# Problem details
Edit the data listing below so that every "Query" becomes "Target", and keep every other part of the items unchanged.

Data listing
=-=-=-=-=

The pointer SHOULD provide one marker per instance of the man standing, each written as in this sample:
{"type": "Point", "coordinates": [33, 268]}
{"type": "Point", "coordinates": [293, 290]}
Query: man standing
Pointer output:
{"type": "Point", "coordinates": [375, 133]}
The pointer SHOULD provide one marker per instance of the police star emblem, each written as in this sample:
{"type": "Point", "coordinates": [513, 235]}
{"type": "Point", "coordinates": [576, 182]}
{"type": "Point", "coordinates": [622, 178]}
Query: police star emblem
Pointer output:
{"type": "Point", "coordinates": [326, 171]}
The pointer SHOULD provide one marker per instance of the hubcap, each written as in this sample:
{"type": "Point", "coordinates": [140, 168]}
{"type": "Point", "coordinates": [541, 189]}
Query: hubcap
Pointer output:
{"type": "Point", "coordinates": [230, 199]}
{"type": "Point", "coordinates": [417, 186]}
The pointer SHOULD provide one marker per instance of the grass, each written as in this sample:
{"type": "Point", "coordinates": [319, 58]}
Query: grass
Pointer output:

=-=-=-=-=

# Task answer
The pointer SHOULD provide one marker per instance of the man standing, each written as in this sample:
{"type": "Point", "coordinates": [33, 268]}
{"type": "Point", "coordinates": [293, 290]}
Target: man standing
Pointer output:
{"type": "Point", "coordinates": [375, 133]}
The pointer SHOULD provide one marker per instance of the police star emblem, each written as in this sample:
{"type": "Point", "coordinates": [513, 235]}
{"type": "Point", "coordinates": [576, 182]}
{"type": "Point", "coordinates": [622, 178]}
Target: police star emblem
Pointer output:
{"type": "Point", "coordinates": [326, 171]}
The pointer SHOULD provide one marker per instance of the hubcap, each written as in this sample:
{"type": "Point", "coordinates": [140, 168]}
{"type": "Point", "coordinates": [541, 189]}
Target: hubcap
Pointer output:
{"type": "Point", "coordinates": [230, 199]}
{"type": "Point", "coordinates": [417, 186]}
The pointer SHOULD provide one marker per instance of the grass, each written as in this sample:
{"type": "Point", "coordinates": [319, 58]}
Target: grass
Pointer output:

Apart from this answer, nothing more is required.